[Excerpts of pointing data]
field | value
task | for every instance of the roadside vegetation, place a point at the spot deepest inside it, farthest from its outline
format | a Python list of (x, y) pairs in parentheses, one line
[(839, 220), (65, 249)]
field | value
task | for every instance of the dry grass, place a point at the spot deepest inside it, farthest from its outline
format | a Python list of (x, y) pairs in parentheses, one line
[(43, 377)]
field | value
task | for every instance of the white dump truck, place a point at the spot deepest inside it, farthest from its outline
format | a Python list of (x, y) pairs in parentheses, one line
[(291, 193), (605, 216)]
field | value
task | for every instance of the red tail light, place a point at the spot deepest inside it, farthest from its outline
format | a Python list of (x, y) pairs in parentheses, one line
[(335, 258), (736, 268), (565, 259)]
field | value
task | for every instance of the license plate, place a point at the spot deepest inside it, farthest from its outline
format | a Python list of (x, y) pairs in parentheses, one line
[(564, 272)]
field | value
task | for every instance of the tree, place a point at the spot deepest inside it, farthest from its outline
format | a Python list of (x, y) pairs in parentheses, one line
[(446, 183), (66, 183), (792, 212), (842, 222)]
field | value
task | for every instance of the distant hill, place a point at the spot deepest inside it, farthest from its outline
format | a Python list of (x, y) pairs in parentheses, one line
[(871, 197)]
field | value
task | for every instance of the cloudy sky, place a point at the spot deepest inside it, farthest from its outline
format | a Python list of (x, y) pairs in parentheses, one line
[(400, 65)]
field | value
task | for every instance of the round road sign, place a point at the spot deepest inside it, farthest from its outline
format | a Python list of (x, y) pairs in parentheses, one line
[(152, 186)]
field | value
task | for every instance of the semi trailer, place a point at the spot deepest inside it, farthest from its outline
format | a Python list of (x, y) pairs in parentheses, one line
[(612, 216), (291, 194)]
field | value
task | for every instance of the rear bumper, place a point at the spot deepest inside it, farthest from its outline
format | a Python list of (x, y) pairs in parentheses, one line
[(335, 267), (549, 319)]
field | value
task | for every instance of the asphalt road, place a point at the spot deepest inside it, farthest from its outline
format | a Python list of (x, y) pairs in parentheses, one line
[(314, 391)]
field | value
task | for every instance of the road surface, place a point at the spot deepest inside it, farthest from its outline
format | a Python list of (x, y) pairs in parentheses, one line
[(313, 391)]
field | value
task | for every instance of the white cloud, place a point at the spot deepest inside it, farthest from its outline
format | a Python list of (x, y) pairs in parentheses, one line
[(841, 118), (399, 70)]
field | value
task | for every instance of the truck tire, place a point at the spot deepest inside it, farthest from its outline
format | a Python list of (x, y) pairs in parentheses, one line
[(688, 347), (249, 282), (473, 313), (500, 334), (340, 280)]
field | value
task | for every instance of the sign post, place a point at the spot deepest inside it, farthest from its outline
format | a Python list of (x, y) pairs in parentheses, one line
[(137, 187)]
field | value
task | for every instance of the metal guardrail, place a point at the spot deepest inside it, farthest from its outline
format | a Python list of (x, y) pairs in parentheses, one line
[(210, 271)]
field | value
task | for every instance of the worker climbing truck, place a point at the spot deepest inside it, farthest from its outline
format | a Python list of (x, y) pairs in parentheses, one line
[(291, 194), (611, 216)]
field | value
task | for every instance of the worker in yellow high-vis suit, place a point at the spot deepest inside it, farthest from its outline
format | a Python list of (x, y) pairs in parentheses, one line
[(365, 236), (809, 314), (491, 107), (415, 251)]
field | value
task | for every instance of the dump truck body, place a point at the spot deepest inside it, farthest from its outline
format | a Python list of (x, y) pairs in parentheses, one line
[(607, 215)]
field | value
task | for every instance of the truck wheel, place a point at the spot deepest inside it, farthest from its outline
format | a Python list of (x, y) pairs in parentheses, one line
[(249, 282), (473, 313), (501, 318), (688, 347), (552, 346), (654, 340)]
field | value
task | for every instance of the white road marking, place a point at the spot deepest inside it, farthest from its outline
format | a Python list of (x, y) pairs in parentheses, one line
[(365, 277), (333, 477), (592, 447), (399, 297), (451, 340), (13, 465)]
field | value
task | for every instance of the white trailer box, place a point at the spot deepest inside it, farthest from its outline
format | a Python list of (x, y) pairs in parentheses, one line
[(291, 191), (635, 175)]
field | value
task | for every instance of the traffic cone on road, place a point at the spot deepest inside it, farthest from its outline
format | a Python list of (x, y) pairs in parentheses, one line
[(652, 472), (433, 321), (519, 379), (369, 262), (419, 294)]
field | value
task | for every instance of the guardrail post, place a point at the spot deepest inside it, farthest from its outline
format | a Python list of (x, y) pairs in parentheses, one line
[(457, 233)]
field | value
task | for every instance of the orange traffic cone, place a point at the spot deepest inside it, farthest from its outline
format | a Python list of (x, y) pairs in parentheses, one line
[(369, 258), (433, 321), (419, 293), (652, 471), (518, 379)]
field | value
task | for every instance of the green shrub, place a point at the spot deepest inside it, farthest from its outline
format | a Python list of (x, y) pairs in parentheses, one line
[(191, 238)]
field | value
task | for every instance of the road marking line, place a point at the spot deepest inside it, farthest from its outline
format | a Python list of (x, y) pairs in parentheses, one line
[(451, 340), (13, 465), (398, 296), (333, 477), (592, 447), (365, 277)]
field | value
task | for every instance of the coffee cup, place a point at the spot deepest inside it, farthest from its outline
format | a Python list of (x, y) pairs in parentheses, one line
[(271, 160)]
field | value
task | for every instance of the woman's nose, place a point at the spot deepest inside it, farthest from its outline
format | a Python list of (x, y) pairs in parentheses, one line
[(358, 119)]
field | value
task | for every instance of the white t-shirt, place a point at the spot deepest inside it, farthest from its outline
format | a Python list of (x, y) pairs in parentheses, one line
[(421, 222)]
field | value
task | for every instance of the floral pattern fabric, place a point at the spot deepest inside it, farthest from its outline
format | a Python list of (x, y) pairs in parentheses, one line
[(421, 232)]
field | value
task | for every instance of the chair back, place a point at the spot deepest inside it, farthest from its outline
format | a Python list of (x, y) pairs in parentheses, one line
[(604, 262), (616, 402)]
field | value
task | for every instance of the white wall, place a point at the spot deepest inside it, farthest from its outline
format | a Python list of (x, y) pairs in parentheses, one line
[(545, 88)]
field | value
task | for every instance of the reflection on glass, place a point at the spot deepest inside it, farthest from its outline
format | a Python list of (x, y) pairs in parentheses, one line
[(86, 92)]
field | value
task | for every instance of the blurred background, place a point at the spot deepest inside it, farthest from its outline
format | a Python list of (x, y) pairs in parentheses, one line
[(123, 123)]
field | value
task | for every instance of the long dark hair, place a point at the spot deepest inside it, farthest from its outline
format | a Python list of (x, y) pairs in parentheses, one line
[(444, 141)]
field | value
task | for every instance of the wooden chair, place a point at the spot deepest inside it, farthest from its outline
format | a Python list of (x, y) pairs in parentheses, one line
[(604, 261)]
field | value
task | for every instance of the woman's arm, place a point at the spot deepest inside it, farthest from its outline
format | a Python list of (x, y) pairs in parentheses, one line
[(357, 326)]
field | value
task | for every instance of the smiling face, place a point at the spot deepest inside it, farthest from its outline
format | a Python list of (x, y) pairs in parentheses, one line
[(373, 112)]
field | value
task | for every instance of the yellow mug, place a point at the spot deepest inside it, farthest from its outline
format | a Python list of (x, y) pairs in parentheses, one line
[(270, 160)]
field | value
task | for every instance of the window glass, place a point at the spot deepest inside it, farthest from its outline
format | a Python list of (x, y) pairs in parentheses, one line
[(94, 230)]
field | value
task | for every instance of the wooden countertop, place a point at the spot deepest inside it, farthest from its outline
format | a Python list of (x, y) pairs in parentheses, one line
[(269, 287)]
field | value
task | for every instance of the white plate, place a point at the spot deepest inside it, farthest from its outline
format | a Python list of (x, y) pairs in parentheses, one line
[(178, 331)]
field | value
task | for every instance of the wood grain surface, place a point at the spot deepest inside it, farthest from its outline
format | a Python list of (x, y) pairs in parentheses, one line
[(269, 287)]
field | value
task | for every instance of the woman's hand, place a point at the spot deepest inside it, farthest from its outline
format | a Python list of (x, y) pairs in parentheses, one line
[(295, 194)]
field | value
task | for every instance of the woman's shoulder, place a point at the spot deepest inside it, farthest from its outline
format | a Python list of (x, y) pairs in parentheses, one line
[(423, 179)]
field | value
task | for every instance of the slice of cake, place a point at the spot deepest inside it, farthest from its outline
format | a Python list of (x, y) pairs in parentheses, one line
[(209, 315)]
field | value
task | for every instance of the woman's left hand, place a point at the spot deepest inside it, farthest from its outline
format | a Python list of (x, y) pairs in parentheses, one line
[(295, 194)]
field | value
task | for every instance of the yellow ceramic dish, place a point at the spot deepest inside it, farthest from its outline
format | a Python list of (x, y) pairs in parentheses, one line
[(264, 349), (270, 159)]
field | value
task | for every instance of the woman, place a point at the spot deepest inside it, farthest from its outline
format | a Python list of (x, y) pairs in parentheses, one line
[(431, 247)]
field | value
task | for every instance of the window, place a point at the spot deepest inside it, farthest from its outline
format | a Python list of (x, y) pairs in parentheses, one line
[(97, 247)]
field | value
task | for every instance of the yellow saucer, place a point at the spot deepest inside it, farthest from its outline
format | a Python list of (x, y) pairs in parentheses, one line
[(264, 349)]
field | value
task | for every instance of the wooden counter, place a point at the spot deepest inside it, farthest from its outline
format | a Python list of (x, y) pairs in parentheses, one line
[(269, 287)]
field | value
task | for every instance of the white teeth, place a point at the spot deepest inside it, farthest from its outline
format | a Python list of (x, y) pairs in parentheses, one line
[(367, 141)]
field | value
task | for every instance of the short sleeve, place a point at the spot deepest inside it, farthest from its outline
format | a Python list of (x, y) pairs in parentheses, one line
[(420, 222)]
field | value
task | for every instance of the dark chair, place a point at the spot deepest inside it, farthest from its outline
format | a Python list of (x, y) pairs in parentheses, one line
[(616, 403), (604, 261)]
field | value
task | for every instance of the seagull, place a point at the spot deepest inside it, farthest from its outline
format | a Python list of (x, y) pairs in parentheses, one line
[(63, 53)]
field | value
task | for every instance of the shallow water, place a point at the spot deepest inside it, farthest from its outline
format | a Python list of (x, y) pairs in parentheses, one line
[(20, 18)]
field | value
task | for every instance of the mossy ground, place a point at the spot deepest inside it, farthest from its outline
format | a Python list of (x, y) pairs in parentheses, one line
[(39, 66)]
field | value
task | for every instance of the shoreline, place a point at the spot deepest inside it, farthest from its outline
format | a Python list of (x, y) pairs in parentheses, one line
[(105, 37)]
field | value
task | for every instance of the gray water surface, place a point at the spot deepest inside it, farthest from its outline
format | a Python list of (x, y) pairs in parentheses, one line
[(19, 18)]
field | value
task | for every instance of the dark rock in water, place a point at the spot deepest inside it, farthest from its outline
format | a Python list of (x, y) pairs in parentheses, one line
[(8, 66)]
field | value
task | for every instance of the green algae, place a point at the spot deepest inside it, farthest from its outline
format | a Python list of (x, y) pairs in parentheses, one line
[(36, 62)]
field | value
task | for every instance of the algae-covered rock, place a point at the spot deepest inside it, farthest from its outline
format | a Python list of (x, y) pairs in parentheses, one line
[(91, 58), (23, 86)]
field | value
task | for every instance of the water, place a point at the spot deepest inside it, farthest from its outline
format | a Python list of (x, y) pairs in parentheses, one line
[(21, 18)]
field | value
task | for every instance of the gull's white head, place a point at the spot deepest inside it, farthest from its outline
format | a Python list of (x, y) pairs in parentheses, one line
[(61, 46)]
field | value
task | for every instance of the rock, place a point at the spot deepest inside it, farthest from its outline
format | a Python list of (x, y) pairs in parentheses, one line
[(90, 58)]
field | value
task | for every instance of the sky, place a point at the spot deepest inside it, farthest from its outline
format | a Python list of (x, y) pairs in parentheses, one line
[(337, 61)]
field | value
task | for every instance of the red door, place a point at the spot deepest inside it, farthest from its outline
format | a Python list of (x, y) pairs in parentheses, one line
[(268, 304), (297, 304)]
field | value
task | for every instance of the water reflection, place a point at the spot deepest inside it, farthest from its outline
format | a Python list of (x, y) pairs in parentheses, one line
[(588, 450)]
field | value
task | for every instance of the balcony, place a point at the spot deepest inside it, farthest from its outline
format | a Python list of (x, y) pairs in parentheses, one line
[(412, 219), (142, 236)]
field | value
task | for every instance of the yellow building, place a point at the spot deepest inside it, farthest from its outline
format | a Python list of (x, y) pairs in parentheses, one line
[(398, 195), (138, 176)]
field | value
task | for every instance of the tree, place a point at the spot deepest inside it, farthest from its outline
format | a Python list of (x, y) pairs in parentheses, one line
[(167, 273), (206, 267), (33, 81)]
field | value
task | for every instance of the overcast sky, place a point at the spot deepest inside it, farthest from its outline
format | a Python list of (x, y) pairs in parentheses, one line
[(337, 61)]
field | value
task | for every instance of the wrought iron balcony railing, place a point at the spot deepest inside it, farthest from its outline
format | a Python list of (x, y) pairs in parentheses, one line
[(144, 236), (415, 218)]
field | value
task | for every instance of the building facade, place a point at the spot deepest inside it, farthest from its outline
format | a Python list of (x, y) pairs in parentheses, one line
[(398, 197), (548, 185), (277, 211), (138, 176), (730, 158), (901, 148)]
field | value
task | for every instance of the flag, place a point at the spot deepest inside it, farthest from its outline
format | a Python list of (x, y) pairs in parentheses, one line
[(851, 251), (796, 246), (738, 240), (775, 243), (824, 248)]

Instruction - Can you repeat the entries word for word, from their very first line through the line with "[(839, 220), (65, 249)]"?

Response -
field | value
task | for every instance of the roadside vegetation, place a point at the spot deepest inside it, farthest from its outline
format | a Python list of (x, y) pairs in parentheses, one line
[(839, 220), (65, 249)]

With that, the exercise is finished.